--- Start of Exercise material ---
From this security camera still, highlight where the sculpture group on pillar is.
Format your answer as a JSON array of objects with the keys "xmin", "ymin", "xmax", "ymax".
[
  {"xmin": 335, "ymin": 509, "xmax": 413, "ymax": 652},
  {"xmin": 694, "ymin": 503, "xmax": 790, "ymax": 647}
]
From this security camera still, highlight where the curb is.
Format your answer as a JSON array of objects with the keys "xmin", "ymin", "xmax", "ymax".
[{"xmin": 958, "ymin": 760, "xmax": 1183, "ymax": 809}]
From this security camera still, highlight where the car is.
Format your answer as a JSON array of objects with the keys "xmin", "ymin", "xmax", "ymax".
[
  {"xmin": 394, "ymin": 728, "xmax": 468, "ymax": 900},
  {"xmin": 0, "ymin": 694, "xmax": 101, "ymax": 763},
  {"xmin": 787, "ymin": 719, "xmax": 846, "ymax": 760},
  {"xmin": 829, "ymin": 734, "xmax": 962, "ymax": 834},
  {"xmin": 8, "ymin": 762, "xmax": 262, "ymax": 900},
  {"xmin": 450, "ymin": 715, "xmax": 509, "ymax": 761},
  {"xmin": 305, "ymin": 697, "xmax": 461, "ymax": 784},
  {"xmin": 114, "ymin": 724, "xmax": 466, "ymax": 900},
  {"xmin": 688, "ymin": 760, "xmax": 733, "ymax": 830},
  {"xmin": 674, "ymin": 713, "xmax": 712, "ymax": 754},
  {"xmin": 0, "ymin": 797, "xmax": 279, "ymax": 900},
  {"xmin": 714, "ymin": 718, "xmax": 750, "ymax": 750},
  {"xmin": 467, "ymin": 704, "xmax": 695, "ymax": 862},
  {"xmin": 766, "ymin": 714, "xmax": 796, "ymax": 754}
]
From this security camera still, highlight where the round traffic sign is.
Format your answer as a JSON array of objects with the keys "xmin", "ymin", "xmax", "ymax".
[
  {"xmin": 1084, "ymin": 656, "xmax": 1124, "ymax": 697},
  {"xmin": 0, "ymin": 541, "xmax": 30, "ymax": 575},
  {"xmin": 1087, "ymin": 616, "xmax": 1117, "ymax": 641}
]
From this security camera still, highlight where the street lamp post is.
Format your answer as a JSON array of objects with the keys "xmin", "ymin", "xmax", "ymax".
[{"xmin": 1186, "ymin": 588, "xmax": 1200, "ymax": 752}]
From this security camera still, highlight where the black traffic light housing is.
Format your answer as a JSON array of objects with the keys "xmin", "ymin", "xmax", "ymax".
--- End of Exercise material ---
Prompt
Update the items so that every "security camera still" reads "traffic camera frame", with nothing else changed.

Correct answer
From this traffic camera frame, highlight where the sculpture group on pillar is.
Format your answer as a JSON array of objects with the keys "xmin", "ymin", "xmax", "ymax".
[
  {"xmin": 335, "ymin": 509, "xmax": 413, "ymax": 652},
  {"xmin": 694, "ymin": 503, "xmax": 790, "ymax": 647}
]
From this traffic camera frame, highlight where the curb is.
Format your answer as a JSON array of objects with the keys "xmin", "ymin", "xmax", "ymax".
[{"xmin": 958, "ymin": 760, "xmax": 1183, "ymax": 809}]
From this traffic camera frame, highlight where the car is.
Format your answer as a JSON array of objects with the keys "xmin", "ymin", "xmax", "ymax".
[
  {"xmin": 394, "ymin": 728, "xmax": 468, "ymax": 900},
  {"xmin": 0, "ymin": 694, "xmax": 101, "ymax": 763},
  {"xmin": 787, "ymin": 719, "xmax": 846, "ymax": 760},
  {"xmin": 829, "ymin": 734, "xmax": 962, "ymax": 834},
  {"xmin": 8, "ymin": 762, "xmax": 262, "ymax": 900},
  {"xmin": 450, "ymin": 715, "xmax": 509, "ymax": 761},
  {"xmin": 305, "ymin": 697, "xmax": 461, "ymax": 784},
  {"xmin": 114, "ymin": 724, "xmax": 466, "ymax": 900},
  {"xmin": 688, "ymin": 760, "xmax": 733, "ymax": 830},
  {"xmin": 674, "ymin": 713, "xmax": 712, "ymax": 754},
  {"xmin": 0, "ymin": 797, "xmax": 279, "ymax": 900},
  {"xmin": 714, "ymin": 718, "xmax": 750, "ymax": 750},
  {"xmin": 467, "ymin": 704, "xmax": 695, "ymax": 862},
  {"xmin": 766, "ymin": 714, "xmax": 796, "ymax": 754}
]
From this traffic camera frame, highlight where the round traffic sign is.
Format your answer as a JSON array of objects with the keys "xmin", "ymin", "xmax", "ymax".
[
  {"xmin": 1084, "ymin": 656, "xmax": 1124, "ymax": 697},
  {"xmin": 0, "ymin": 541, "xmax": 30, "ymax": 575},
  {"xmin": 1087, "ymin": 616, "xmax": 1117, "ymax": 641}
]
From this traffic camera frame, highlight where the street lamp post is.
Format your answer as a JSON array of objects with the keys "xmin", "ymin", "xmax", "ymax".
[{"xmin": 1186, "ymin": 588, "xmax": 1200, "ymax": 752}]
From this traffic camera frame, highlight where the black traffic light housing is.
Format your answer as a JSON array of objects with the keys "xmin", "ymin", "xmax", "ymax".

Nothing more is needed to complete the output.